### Data for processing
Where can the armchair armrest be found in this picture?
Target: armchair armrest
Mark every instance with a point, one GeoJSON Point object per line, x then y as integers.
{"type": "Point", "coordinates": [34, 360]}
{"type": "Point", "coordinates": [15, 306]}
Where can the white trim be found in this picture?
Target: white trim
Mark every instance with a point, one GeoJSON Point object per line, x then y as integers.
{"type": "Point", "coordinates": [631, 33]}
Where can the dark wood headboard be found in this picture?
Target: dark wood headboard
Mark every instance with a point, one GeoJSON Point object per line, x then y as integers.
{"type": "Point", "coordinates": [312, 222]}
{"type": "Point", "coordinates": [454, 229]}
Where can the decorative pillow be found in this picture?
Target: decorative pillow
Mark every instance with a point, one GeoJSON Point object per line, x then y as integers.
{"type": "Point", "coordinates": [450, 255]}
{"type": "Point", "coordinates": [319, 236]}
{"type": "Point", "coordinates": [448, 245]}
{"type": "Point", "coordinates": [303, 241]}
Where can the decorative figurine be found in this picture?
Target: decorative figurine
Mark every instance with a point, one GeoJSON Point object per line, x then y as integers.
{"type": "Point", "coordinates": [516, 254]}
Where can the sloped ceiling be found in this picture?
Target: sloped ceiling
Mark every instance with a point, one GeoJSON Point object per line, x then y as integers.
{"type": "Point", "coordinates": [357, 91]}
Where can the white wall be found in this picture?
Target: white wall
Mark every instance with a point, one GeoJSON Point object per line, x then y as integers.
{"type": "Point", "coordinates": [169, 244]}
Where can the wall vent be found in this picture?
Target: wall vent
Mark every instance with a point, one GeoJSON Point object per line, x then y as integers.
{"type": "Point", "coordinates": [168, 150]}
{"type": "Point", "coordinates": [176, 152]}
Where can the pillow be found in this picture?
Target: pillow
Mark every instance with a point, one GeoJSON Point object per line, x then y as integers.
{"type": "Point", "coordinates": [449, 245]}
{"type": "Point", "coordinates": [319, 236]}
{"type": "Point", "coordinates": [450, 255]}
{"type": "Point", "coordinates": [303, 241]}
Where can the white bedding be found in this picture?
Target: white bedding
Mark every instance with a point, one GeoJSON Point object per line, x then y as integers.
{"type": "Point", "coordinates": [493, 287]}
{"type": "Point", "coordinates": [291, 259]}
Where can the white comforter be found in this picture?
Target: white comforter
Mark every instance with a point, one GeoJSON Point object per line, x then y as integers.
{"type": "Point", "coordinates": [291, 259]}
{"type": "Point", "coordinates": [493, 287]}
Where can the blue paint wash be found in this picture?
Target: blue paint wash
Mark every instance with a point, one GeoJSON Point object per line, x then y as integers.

### Assignment
All lines of the data above that include the word "this" must be shown.

### Finished task
Where can the armchair armrest be found in this picture?
Where can the white trim be found in this picture?
Where can the dark wood headboard be found in this picture?
Where can the decorative pillow be found in this picture?
Where can the decorative figurine be found in this picture?
Where can the sloped ceiling be found in this picture?
Where can the white wall be found in this picture?
Where can the wall vent be found in this picture?
Where can the pillow be found in this picture?
Where can the white bedding be found in this picture?
Where can the white comforter be found in this picture?
Where can the blue paint wash be found in this picture?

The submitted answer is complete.